Image outline labeling material:
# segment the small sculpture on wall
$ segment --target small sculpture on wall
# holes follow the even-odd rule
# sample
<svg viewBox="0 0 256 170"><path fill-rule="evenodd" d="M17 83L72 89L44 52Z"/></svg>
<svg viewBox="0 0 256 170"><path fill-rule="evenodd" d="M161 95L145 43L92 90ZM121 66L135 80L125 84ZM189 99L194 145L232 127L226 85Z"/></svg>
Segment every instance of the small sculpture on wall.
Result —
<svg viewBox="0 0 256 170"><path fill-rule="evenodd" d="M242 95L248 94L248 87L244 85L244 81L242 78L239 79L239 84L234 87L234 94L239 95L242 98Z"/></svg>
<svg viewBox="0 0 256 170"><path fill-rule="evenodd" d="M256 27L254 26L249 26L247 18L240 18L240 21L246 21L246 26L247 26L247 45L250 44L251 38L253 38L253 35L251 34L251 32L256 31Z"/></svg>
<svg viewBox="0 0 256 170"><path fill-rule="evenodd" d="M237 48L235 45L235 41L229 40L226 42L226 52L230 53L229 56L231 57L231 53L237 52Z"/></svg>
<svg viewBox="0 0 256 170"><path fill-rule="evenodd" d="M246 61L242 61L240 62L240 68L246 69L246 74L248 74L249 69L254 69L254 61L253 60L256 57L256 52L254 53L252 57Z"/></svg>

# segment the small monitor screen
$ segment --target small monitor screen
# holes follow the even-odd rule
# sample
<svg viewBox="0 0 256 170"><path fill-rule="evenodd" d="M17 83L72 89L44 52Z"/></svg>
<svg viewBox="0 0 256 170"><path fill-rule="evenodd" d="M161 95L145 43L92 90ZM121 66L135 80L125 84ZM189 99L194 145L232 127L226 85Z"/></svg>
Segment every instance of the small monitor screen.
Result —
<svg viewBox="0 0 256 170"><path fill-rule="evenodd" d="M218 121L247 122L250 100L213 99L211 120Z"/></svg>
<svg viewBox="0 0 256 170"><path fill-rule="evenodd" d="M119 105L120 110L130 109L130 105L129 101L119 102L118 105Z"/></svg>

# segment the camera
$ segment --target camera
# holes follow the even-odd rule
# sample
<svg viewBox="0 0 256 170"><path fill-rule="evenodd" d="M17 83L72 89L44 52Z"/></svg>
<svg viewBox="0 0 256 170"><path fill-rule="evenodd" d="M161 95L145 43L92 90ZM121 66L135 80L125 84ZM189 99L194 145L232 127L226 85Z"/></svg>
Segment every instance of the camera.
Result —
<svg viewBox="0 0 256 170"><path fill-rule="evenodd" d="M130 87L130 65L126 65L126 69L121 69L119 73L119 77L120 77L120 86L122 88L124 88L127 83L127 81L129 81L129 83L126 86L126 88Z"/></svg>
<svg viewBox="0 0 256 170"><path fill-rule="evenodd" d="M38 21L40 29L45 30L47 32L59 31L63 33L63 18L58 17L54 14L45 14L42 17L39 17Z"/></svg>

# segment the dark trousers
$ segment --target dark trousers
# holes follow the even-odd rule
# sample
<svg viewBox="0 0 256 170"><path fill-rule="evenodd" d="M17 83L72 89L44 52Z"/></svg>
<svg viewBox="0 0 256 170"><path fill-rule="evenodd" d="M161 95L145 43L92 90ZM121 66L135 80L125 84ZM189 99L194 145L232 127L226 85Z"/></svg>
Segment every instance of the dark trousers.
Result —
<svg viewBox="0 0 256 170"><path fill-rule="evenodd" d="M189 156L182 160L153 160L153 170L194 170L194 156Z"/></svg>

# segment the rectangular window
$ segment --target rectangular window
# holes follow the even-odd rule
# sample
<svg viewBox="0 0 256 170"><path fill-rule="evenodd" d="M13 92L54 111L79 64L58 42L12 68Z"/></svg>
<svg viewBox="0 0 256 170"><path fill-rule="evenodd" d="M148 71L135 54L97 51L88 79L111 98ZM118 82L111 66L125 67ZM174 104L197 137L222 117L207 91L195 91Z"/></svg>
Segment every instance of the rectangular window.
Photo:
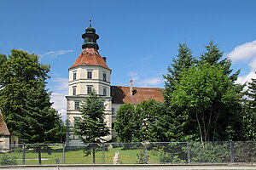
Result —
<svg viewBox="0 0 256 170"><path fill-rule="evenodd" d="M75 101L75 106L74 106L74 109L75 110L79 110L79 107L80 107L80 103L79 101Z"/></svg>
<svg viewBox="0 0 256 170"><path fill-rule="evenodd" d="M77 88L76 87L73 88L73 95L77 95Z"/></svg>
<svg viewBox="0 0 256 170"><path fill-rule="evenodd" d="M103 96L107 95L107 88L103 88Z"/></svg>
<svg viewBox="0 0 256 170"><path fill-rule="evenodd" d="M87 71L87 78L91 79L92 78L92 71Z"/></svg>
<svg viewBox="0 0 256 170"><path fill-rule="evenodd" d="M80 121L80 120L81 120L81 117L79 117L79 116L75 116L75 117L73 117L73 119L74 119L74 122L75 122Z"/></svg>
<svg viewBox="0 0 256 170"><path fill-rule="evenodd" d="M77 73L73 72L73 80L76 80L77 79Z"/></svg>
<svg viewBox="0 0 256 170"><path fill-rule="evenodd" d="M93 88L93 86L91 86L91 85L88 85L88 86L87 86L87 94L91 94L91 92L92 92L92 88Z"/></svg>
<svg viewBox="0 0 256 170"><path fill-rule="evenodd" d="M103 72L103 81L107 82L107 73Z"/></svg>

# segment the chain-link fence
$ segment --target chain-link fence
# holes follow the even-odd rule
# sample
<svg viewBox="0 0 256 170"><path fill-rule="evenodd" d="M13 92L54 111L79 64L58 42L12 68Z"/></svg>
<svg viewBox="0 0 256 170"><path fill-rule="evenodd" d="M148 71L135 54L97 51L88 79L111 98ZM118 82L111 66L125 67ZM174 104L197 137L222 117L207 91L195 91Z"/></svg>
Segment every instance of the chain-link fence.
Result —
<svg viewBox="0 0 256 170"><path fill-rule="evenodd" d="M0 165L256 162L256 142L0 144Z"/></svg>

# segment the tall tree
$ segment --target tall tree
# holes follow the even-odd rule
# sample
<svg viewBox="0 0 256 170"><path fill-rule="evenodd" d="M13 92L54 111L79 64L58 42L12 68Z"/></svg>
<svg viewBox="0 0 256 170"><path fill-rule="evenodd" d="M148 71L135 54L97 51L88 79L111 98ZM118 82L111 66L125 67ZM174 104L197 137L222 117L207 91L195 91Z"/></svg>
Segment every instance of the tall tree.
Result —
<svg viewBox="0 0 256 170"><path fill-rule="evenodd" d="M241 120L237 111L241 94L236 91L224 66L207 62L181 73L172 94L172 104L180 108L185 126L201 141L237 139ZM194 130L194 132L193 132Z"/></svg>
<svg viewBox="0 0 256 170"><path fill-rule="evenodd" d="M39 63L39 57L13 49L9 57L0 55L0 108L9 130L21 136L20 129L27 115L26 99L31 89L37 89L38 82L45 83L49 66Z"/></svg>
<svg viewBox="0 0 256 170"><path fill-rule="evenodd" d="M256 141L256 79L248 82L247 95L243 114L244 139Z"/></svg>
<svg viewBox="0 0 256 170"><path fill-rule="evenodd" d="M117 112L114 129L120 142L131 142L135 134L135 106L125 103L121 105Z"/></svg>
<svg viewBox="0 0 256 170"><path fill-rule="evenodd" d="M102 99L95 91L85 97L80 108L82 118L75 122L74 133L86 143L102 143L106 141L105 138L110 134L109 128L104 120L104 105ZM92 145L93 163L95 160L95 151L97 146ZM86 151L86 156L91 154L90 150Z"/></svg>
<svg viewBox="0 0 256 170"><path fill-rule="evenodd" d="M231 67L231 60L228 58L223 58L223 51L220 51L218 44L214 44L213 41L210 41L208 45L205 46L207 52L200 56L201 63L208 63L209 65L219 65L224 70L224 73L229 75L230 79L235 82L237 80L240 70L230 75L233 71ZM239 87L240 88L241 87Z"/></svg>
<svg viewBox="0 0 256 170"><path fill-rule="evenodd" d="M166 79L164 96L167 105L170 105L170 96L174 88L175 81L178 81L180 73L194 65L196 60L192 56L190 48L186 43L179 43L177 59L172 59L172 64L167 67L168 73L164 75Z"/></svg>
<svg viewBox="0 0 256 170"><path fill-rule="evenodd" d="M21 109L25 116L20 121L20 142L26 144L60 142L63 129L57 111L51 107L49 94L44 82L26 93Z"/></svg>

STATED TASK: Copy the material word for word, from its very first line down through the line containing "105L120 110L130 109L130", including both of those lines.

COMPLETED EXERCISE:
# segment the small sculpture on wall
$ segment --target small sculpture on wall
# holes follow the even-odd rule
# sample
<svg viewBox="0 0 256 170"><path fill-rule="evenodd" d="M17 83L72 89L44 52Z"/></svg>
<svg viewBox="0 0 256 170"><path fill-rule="evenodd" d="M161 95L145 43L92 90ZM121 66L135 80L125 84ZM189 99L194 145L232 127L226 85Z"/></svg>
Segment every instance of the small sculpture on wall.
Result —
<svg viewBox="0 0 256 170"><path fill-rule="evenodd" d="M242 95L248 94L248 87L244 85L244 81L242 78L239 79L239 84L234 87L234 94L239 95L242 98Z"/></svg>
<svg viewBox="0 0 256 170"><path fill-rule="evenodd" d="M256 27L254 26L249 26L247 18L240 18L240 21L246 21L246 26L247 26L247 45L250 44L251 38L253 38L253 35L251 34L251 32L256 31Z"/></svg>
<svg viewBox="0 0 256 170"><path fill-rule="evenodd" d="M237 48L235 45L235 41L229 40L226 42L226 52L230 53L229 56L231 57L231 53L237 52Z"/></svg>
<svg viewBox="0 0 256 170"><path fill-rule="evenodd" d="M246 61L242 61L240 62L240 68L246 69L246 74L248 74L249 69L254 69L254 61L253 60L256 57L256 52L254 53L252 57Z"/></svg>

# segment the small monitor screen
$ segment --target small monitor screen
# holes follow the even-odd rule
# sample
<svg viewBox="0 0 256 170"><path fill-rule="evenodd" d="M17 83L72 89L44 52Z"/></svg>
<svg viewBox="0 0 256 170"><path fill-rule="evenodd" d="M161 95L145 43L92 90ZM121 66L135 80L125 84ZM189 99L194 145L232 127L226 85Z"/></svg>
Segment every instance of the small monitor screen.
Result —
<svg viewBox="0 0 256 170"><path fill-rule="evenodd" d="M218 121L247 122L250 100L213 99L211 120Z"/></svg>
<svg viewBox="0 0 256 170"><path fill-rule="evenodd" d="M119 105L120 110L130 109L130 105L129 101L119 102L118 105Z"/></svg>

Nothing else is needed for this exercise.